Provided data »
---
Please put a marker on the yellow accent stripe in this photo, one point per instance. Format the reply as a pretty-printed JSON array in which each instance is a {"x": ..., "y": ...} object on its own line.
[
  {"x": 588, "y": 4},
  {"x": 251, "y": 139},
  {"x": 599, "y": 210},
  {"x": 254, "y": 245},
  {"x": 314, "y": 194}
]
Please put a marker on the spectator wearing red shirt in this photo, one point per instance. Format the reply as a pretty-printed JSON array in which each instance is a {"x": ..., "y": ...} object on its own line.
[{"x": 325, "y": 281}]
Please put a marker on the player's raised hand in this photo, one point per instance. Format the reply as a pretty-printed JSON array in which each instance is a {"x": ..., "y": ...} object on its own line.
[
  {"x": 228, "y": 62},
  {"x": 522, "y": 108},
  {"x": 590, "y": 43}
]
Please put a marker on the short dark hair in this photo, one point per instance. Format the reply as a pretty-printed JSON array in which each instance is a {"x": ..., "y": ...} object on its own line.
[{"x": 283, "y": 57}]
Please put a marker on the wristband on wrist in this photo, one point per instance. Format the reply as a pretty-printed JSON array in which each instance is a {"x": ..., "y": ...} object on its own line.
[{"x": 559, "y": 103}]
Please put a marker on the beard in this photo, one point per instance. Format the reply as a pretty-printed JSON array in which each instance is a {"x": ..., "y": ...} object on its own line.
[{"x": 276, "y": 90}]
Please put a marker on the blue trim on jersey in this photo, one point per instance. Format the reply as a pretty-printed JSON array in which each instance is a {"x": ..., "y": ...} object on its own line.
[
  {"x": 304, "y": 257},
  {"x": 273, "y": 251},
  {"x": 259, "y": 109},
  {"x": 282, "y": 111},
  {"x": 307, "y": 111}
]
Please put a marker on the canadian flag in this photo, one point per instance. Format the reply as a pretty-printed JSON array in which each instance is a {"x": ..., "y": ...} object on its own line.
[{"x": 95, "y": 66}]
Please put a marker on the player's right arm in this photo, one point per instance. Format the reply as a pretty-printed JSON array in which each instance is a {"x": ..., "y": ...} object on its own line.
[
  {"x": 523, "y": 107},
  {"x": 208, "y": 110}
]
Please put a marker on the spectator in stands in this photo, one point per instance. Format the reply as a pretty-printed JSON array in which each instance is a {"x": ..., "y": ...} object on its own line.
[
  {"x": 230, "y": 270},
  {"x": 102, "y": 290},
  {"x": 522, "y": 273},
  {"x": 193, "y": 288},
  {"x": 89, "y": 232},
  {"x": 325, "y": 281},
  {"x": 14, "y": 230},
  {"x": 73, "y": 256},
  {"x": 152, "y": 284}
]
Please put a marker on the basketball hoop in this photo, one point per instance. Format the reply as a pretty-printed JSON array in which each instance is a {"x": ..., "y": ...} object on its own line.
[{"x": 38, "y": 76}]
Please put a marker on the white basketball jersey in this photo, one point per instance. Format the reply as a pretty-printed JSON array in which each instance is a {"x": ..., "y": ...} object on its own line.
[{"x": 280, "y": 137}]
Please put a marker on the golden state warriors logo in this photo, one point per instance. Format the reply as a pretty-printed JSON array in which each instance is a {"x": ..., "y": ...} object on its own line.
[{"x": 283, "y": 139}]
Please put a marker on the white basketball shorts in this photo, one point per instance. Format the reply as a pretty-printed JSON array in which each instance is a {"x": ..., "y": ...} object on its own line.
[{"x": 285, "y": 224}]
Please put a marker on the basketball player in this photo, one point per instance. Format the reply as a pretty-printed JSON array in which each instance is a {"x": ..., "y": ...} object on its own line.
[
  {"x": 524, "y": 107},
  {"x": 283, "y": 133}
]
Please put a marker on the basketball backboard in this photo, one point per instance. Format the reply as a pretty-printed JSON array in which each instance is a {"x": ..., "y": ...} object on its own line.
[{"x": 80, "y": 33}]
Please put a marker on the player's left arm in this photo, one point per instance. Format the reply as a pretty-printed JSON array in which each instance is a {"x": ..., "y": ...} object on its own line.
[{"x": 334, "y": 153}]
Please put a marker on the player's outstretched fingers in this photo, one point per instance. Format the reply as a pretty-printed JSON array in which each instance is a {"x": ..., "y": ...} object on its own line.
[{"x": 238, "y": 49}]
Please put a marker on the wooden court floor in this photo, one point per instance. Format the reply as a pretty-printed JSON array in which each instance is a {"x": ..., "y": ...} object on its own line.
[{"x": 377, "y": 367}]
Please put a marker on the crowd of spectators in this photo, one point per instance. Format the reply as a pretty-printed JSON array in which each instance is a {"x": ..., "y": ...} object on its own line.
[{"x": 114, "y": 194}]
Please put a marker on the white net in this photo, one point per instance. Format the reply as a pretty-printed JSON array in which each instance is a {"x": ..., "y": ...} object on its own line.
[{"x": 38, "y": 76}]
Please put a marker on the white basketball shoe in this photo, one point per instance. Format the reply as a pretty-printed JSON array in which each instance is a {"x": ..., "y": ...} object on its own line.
---
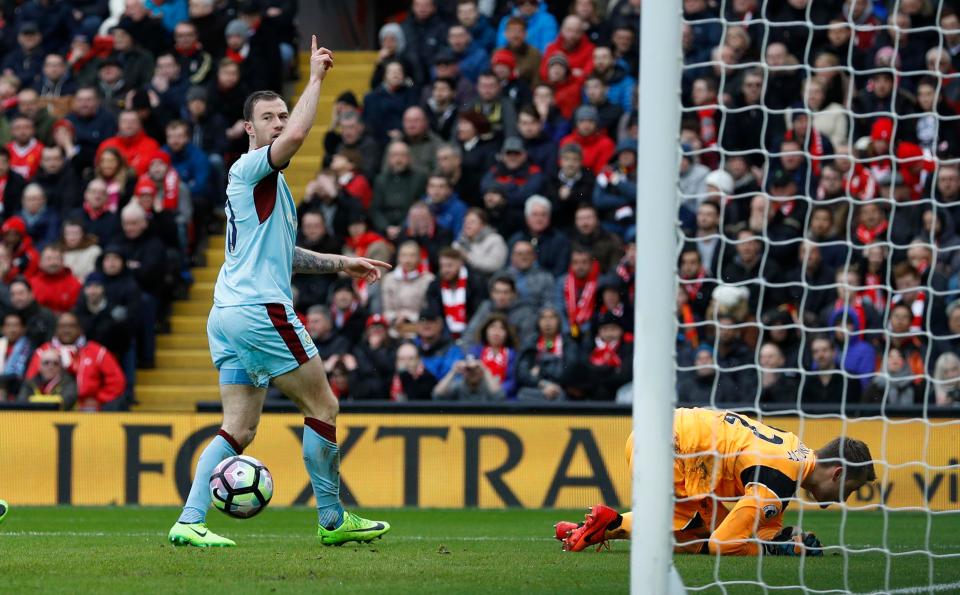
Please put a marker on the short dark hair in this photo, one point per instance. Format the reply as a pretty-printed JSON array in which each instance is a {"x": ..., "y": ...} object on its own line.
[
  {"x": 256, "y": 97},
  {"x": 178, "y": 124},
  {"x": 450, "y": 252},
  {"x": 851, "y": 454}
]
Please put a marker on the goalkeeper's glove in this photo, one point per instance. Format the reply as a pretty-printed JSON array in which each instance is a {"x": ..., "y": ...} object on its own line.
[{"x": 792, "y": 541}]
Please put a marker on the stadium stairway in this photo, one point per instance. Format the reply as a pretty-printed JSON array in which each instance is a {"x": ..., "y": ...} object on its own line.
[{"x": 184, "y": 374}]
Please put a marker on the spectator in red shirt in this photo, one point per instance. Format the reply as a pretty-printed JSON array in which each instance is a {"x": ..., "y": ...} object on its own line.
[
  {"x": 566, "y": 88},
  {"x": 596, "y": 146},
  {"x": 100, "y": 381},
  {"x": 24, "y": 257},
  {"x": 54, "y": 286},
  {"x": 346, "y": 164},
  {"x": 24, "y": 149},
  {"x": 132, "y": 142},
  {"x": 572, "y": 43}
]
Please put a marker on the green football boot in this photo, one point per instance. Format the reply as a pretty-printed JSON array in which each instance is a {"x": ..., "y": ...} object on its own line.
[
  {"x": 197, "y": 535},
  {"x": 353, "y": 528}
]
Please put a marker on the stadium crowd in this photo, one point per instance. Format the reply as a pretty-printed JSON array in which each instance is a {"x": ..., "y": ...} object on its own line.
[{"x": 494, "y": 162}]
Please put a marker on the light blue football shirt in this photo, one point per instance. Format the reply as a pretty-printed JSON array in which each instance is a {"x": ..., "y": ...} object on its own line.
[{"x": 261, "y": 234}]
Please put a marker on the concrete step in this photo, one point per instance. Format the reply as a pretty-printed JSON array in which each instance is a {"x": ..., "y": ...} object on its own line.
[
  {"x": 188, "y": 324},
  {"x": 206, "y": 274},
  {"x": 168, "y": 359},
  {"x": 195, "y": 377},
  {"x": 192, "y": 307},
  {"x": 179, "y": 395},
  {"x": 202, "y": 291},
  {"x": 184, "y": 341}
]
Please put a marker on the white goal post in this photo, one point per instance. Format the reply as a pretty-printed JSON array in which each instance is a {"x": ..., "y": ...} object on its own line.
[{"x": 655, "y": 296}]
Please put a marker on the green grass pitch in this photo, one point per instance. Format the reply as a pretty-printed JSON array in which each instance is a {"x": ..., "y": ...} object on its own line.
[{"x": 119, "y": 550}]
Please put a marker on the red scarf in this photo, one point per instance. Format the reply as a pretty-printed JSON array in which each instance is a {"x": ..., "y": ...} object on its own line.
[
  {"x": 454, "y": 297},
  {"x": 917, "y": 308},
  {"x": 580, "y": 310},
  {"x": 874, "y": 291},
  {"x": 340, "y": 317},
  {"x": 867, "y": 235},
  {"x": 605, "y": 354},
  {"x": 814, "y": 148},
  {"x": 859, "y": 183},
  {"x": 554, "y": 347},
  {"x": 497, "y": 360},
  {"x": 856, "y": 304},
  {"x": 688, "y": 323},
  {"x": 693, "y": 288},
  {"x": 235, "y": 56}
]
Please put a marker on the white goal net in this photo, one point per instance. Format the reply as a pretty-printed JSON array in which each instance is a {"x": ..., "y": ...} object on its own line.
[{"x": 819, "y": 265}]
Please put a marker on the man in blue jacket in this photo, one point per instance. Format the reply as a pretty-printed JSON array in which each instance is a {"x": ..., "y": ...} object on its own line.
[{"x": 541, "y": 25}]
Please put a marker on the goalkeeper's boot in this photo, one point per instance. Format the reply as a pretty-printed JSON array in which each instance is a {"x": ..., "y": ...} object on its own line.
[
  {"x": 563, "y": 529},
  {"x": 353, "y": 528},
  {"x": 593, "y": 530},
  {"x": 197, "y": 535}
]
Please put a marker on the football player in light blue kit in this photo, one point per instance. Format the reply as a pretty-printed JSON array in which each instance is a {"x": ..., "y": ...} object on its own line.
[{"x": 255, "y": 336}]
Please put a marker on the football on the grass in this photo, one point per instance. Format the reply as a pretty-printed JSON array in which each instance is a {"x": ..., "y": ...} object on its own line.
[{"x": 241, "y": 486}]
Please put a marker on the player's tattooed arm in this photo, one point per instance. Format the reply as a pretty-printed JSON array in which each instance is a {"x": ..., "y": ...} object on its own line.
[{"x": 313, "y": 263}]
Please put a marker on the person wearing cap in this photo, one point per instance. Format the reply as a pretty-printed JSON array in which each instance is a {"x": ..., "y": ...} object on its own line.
---
To do » Tally the lines in the listing above that contain the word "floor", and reply with the number alone.

Result below » 1